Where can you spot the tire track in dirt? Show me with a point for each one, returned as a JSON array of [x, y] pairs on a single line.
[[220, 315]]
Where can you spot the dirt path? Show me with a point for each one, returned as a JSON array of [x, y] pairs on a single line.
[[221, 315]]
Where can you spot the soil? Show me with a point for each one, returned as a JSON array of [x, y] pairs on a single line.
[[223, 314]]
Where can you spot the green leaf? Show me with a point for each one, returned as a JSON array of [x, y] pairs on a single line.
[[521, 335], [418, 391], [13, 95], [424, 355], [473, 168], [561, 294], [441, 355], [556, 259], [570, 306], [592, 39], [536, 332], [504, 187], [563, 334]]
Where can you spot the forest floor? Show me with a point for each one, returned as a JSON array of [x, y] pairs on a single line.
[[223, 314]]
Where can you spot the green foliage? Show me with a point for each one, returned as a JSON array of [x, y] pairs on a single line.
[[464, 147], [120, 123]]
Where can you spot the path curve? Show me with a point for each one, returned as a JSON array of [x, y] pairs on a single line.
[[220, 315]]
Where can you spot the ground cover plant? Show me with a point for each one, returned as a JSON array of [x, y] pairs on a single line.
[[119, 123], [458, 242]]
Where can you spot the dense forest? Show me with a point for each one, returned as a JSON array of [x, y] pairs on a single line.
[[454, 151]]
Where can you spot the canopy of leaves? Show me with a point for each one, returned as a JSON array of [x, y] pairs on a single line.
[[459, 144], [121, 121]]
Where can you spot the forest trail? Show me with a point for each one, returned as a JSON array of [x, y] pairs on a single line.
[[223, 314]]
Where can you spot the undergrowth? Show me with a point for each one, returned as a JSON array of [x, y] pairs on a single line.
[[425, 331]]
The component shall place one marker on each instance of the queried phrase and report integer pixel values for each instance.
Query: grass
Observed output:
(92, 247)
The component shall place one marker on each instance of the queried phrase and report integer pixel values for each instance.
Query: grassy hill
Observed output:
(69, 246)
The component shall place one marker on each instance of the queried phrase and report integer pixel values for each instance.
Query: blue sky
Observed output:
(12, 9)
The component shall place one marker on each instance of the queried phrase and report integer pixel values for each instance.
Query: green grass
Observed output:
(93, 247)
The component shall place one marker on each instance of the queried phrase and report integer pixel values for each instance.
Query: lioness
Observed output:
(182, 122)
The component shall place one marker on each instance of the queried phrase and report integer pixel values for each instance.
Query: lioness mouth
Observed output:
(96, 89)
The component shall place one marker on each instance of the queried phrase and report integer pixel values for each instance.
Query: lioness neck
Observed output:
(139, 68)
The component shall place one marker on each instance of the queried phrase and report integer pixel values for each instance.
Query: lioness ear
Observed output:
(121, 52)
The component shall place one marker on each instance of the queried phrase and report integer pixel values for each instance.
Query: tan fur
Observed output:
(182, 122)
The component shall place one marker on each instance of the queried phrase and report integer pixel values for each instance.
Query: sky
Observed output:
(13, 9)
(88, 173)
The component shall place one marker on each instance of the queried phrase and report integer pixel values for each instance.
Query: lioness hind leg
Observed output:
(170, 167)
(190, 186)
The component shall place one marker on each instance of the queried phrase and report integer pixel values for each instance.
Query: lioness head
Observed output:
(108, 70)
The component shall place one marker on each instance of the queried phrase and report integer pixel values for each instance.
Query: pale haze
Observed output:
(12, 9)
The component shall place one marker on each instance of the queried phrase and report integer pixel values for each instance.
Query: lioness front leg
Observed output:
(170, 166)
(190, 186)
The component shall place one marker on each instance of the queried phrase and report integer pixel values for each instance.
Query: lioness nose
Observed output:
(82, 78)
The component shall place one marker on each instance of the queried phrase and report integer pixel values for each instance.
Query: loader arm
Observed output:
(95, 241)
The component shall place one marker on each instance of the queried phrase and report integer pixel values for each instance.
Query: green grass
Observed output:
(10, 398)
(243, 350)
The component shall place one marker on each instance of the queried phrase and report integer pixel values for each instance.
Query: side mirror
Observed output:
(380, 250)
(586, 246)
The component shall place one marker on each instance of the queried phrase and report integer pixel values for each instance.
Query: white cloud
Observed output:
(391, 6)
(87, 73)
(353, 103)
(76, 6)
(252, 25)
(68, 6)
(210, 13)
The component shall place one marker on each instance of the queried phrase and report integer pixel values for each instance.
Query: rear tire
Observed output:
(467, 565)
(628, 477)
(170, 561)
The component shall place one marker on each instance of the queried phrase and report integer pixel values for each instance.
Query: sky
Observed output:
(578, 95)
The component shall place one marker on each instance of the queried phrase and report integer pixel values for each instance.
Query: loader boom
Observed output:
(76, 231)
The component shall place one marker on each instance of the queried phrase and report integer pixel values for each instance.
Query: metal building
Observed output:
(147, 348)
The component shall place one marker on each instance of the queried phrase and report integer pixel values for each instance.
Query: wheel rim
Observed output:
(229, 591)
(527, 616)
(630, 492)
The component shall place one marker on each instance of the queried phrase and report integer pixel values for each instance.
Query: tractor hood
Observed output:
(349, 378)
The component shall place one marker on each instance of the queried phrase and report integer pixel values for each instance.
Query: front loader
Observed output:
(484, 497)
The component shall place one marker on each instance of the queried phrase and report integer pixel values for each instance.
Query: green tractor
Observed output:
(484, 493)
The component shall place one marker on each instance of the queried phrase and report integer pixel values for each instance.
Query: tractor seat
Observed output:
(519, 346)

○ ○ ○ ○ ○

→ **TASK BRIEF**:
Going through the material, count each line that carries the word "front", and output only that count.

→ **FINISHED EXERCISE**:
2